* _What the task asks_:
Output every entry verbatim.

+ + +

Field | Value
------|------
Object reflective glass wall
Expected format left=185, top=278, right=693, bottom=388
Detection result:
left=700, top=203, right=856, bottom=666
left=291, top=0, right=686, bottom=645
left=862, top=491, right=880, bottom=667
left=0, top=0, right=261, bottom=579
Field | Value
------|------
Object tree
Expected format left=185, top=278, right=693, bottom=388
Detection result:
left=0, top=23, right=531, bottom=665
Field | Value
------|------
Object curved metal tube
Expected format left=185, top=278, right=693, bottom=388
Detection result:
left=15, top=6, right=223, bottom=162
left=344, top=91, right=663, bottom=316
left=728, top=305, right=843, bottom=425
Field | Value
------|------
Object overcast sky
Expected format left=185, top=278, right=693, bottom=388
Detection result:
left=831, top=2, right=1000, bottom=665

+ + +

* _Exercise answer_:
Field | Value
------|------
Object reflective glass wall
Expected format left=185, top=278, right=693, bottom=388
Detection result:
left=700, top=203, right=856, bottom=666
left=291, top=0, right=686, bottom=645
left=862, top=491, right=880, bottom=667
left=0, top=0, right=261, bottom=579
Field | Value
------|------
Object tree
Expected format left=185, top=278, right=693, bottom=388
Detection result:
left=0, top=23, right=531, bottom=665
Field | Value
------|------
Object curved metal tube
Expected format left=185, top=278, right=693, bottom=388
Detection result:
left=15, top=6, right=223, bottom=162
left=344, top=91, right=663, bottom=316
left=728, top=305, right=843, bottom=425
Field | Value
------|------
Object overcast sky
Expected format left=185, top=278, right=693, bottom=388
Detection result:
left=831, top=2, right=1000, bottom=665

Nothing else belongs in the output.